> Goal of the exercise:
Give back every entry below, unchanged.

[[ Data supplied open ]]

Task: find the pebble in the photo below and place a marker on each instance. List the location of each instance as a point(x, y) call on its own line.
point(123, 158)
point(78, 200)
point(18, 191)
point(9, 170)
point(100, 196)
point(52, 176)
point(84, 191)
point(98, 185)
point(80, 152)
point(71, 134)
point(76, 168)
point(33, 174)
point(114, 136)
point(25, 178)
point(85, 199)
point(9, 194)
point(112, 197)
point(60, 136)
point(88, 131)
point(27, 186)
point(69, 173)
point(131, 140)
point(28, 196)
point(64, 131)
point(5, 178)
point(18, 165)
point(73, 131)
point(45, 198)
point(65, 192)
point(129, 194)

[[ Data supplied closed ]]

> Exercise result:
Task: find the pebble in the photo below and place a marker on each instance. List the location of each instance as a point(x, y) call on its own line.
point(123, 158)
point(78, 200)
point(18, 191)
point(9, 170)
point(100, 196)
point(52, 176)
point(84, 191)
point(98, 185)
point(80, 152)
point(71, 134)
point(76, 168)
point(33, 174)
point(114, 136)
point(25, 178)
point(85, 199)
point(9, 194)
point(112, 197)
point(60, 136)
point(88, 131)
point(27, 186)
point(69, 173)
point(131, 140)
point(28, 196)
point(64, 131)
point(5, 178)
point(18, 165)
point(73, 131)
point(45, 198)
point(65, 192)
point(129, 194)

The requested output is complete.